──────── PAGE

The History of Sake or How to Make Booze out of ANYTHING!
Trying to date sake is like trying to date water. It's been around for as long as anyone can remember. The earliest written record of the drink was penned sometime in the 3rd century, which predates the fucking compass. The Japanese had been drinking sake for more than a thousand years by the time word that such a thing even existed reached the western hemisphere in the 18th century.
Sake production was solely the job of the government until the 10th century, when (who else but) monks started brewing it. They held the job for around 500 years, until average schmucks were finally allowed to open breweries in the late 1800s. Sake remained extremely popular in Japan until World War II, at one point making up a full 30% of national tax revenue. Rice rationing during the war really put a damper on sake production, which would never return to its former glory thanks to all the new, foreign booze pouring in.

What the Fuck is Sake?
It's fermented rice, water, and yeast. Though often referred to as "rice wine", sake is actually brewed much like beer. Master sake brewers are called tōji, which is a very highly respected position in Japanese society. The production of sake is at MacGyver-levels of complexity, which is understandable since rice doesn't actually contain the necessary elements needed to create alcohol all on its own.

────────────────
──────── LISTED ENTRIES

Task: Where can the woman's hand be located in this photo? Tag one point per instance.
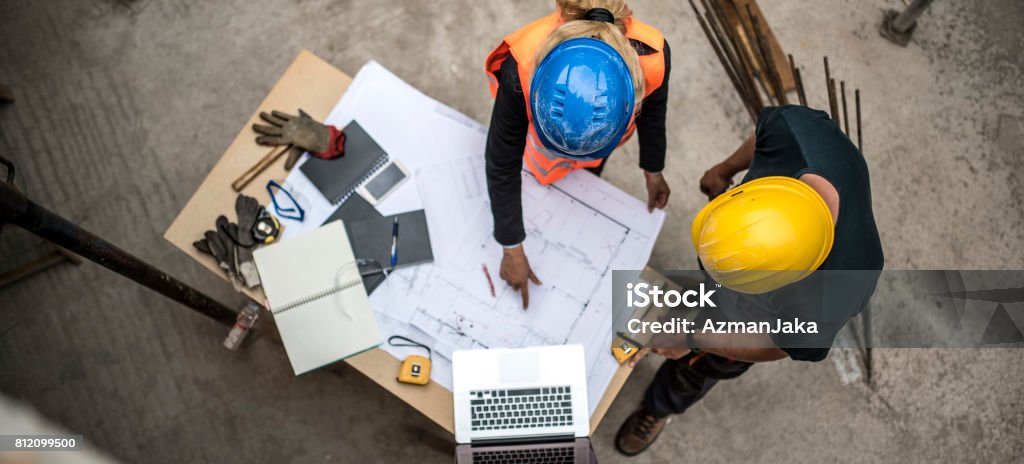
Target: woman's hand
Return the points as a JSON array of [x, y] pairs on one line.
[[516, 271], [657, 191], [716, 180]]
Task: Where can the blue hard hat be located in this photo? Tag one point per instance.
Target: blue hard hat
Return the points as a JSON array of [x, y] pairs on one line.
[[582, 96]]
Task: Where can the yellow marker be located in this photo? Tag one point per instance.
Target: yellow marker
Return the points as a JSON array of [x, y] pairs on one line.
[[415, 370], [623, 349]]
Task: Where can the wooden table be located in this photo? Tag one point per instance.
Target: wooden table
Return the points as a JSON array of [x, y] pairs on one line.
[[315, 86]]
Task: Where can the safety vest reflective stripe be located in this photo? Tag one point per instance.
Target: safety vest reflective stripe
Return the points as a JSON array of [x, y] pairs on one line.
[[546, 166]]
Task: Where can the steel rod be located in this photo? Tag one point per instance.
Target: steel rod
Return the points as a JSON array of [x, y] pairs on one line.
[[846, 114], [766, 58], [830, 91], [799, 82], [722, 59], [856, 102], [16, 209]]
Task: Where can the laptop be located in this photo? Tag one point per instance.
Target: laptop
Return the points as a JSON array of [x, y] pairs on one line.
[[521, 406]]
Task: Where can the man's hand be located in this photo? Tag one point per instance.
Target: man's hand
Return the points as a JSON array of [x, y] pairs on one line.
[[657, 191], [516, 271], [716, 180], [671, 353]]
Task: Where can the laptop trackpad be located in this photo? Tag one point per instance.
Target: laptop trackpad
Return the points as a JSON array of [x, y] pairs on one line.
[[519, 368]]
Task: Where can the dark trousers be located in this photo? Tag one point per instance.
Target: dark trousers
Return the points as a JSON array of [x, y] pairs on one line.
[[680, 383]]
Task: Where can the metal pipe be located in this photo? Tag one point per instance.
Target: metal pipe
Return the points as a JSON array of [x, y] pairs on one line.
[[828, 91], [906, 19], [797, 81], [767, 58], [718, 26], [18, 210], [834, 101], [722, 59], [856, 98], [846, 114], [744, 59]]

────────────────
──────── LISTED ENTRIES

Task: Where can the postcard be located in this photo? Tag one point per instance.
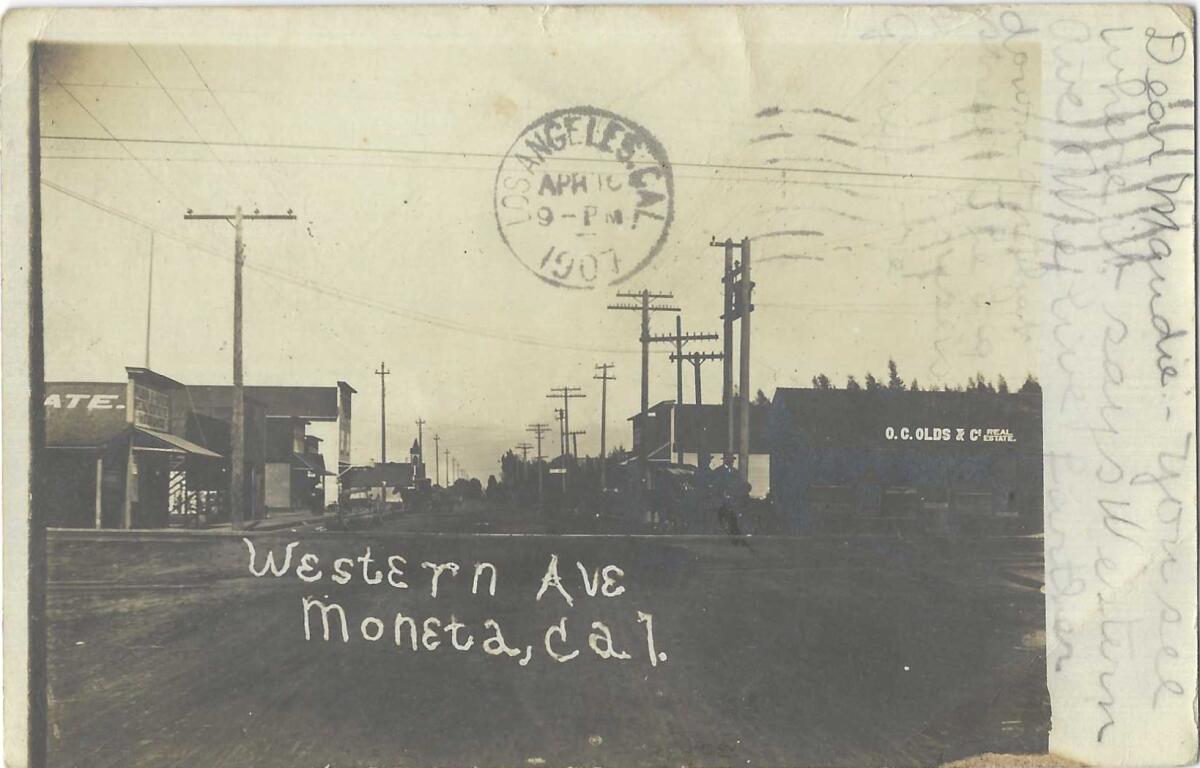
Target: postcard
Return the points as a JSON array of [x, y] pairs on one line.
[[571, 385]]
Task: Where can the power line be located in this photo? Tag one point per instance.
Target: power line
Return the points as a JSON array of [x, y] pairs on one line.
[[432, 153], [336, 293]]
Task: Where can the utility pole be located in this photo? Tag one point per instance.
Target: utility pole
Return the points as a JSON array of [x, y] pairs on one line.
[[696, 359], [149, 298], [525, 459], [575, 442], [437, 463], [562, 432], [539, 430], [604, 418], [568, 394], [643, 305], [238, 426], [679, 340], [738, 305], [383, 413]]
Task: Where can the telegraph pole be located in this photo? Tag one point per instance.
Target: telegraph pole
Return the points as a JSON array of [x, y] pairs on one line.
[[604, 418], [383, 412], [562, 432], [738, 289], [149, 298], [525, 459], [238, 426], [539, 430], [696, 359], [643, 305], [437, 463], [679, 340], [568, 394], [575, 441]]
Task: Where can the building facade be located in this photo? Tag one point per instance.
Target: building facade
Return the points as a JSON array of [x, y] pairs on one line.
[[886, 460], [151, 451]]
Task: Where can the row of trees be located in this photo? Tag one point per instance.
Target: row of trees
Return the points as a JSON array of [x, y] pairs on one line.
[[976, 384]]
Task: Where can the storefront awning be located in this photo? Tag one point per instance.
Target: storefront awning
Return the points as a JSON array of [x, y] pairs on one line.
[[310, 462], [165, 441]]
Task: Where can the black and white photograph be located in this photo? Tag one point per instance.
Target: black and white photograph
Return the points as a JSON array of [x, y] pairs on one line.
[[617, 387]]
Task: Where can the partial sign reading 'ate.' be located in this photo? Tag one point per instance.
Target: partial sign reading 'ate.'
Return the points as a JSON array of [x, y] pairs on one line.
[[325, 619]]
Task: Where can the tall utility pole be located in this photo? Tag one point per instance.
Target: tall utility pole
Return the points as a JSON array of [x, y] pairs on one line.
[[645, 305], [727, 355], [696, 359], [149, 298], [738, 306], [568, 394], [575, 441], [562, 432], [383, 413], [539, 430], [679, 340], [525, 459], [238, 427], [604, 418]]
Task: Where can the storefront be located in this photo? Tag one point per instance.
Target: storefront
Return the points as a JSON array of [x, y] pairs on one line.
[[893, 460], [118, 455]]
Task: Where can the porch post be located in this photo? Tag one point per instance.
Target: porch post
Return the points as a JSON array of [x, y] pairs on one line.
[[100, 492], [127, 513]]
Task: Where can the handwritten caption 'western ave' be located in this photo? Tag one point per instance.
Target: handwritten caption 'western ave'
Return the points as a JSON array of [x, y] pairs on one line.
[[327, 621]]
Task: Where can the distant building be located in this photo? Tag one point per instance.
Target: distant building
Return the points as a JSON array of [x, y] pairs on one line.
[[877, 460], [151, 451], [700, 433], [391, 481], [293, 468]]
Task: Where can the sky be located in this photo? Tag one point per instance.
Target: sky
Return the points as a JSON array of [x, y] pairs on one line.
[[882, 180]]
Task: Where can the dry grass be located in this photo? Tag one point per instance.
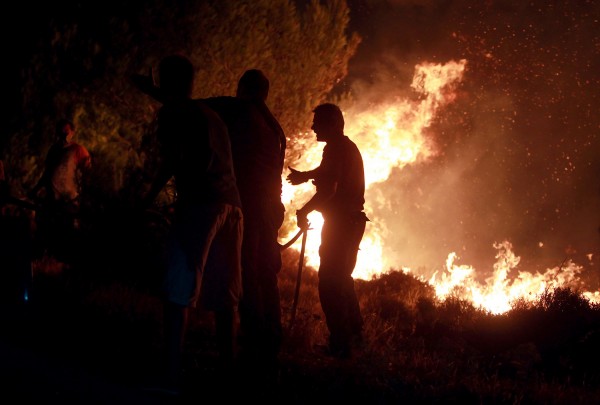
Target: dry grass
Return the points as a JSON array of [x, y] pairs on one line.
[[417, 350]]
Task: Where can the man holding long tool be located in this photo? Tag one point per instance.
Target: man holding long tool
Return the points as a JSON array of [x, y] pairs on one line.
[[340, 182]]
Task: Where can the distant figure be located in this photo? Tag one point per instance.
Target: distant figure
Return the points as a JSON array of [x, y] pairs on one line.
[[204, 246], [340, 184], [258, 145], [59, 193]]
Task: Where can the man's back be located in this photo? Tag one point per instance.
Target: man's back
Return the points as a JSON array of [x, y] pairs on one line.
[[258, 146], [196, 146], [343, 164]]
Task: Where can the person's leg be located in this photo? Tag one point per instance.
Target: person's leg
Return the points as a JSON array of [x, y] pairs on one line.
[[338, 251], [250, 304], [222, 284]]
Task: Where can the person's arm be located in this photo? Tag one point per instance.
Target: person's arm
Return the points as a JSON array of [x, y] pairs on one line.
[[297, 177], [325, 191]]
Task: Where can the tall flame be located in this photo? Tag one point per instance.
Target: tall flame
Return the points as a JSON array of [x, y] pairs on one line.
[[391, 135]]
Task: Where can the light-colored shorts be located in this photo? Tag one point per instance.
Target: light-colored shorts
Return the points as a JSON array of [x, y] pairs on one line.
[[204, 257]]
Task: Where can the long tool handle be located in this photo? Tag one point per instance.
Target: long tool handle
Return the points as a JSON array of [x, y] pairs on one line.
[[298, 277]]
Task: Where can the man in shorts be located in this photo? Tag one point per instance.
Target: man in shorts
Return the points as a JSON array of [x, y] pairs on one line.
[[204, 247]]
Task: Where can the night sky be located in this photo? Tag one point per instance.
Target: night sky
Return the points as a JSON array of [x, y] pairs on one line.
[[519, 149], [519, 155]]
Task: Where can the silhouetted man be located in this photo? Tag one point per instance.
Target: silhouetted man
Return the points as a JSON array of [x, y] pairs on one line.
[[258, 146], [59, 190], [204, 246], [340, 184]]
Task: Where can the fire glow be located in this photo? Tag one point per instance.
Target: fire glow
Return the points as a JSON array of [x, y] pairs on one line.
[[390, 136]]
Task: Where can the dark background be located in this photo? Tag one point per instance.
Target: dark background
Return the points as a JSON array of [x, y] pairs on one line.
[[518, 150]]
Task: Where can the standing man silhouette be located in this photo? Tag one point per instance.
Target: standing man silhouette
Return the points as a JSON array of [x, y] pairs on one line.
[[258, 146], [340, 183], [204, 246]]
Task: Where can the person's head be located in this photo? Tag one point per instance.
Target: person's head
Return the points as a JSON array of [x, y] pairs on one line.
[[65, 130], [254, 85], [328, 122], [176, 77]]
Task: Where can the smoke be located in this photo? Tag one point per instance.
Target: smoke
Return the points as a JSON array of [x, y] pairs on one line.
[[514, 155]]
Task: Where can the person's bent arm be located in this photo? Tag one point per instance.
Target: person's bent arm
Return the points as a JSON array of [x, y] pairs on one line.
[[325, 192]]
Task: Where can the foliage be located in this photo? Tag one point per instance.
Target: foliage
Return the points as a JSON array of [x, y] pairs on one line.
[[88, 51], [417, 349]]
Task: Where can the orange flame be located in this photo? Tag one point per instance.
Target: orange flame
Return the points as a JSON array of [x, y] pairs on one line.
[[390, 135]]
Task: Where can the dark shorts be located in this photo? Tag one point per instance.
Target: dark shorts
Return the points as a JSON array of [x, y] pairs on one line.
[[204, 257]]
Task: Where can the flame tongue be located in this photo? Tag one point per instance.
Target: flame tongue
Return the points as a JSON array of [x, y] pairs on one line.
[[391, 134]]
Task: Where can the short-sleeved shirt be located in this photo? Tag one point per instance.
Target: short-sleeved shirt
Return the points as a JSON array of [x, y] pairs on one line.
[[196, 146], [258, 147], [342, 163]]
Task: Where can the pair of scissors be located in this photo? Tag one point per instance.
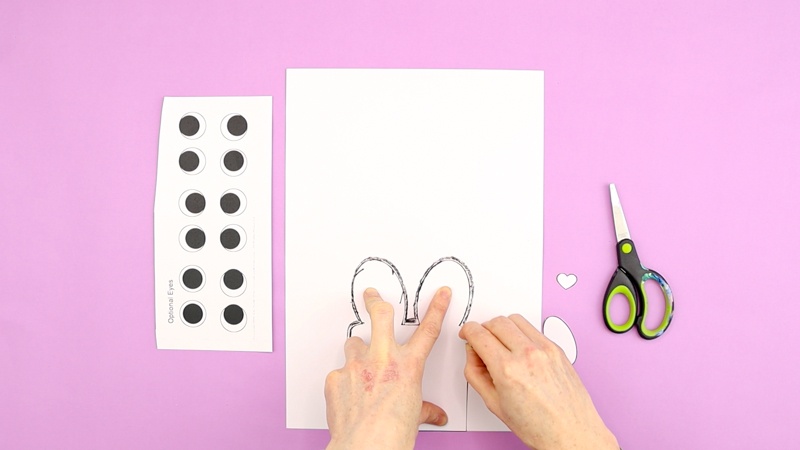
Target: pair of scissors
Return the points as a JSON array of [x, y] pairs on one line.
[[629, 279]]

────────────────
──────── LISTED ENTRIES

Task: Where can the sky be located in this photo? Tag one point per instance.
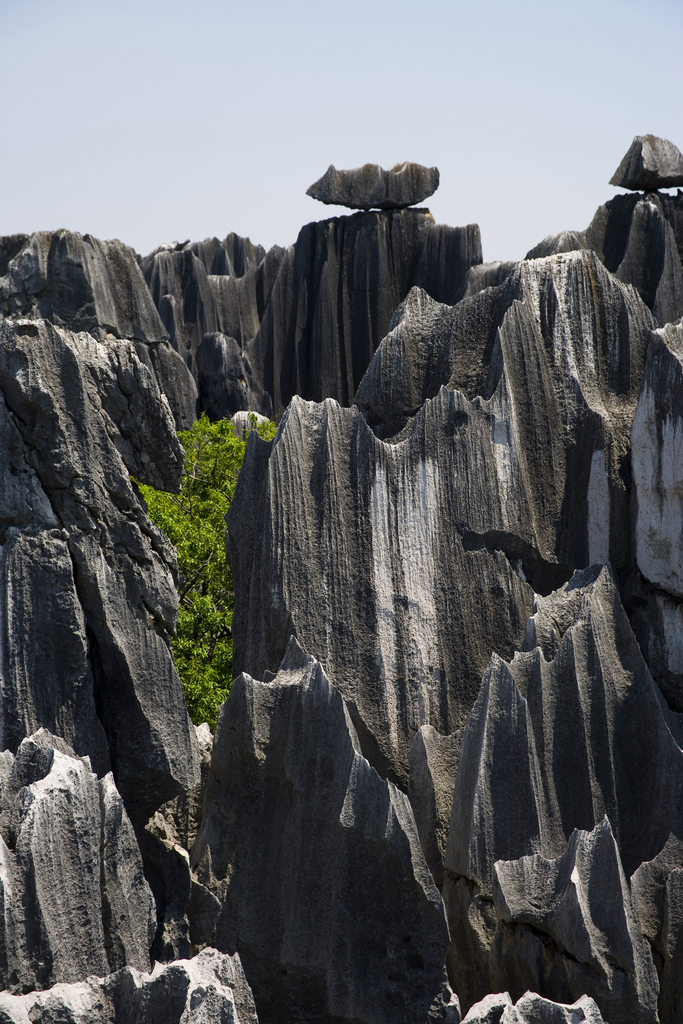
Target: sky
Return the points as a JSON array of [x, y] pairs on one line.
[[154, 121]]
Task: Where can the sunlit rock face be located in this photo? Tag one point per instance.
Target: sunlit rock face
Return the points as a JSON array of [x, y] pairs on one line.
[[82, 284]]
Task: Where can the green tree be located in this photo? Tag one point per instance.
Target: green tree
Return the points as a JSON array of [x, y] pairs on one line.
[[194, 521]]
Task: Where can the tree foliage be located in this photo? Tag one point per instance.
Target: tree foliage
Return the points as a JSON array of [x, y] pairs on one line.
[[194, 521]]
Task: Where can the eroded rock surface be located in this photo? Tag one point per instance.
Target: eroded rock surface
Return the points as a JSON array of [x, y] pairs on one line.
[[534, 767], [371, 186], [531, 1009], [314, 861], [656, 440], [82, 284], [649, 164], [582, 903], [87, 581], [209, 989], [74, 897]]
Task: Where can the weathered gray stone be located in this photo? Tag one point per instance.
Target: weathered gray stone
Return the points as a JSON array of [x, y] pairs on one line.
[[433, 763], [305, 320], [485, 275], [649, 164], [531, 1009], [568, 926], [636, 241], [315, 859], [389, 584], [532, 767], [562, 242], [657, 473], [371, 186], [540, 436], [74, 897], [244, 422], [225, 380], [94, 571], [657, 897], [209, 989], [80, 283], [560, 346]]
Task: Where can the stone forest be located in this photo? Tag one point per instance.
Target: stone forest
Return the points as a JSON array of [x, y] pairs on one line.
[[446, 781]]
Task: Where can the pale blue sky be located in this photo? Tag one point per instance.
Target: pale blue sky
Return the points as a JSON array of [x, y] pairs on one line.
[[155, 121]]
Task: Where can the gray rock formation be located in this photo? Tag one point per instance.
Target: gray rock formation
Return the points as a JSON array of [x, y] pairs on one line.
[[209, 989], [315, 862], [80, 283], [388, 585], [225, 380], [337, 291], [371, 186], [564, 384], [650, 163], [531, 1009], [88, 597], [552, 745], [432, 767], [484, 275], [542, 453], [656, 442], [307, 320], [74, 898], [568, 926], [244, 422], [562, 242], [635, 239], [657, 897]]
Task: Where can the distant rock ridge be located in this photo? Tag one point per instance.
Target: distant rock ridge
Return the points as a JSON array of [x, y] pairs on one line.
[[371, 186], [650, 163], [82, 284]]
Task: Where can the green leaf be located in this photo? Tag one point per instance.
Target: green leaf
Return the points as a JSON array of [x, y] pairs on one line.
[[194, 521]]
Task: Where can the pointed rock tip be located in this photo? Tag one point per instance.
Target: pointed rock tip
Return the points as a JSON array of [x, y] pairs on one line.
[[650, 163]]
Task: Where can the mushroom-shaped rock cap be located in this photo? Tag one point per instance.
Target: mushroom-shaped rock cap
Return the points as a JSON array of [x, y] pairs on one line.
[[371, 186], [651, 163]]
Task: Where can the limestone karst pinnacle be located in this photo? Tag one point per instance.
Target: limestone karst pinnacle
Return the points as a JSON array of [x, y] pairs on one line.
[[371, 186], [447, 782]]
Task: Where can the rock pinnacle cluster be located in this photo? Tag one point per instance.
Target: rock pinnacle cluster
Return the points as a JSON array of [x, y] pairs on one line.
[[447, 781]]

────────────────

> TO BE DONE
**a)** Decide whether each statement agrees with the text on sake. For each, answer yes or no and quote the deciding words of the text.
(i) The earliest written record of sake dates from the 3rd century.
(ii) Sake is brewed much like wine.
(iii) Monks brewed sake for around 500 years.
**b)** Reproduce the part of the text on sake that opens with the words containing "Trying to date sake" and closes with "the 18th century.".

> RESPONSES IN ORDER
**a)**
(i) Yes: "The earliest written record of the drink was penned sometime in the 3rd century"
(ii) No: "sake is actually brewed much like beer"
(iii) Yes: "They held the job for around 500 years"

**b)**
Trying to date sake is like trying to date water. It's been around for as long as anyone can remember. The earliest written record of the drink was penned sometime in the 3rd century, which predates the fucking compass. The Japanese had been drinking sake for more than a thousand years by the time word that such a thing even existed reached the western hemisphere in the 18th century.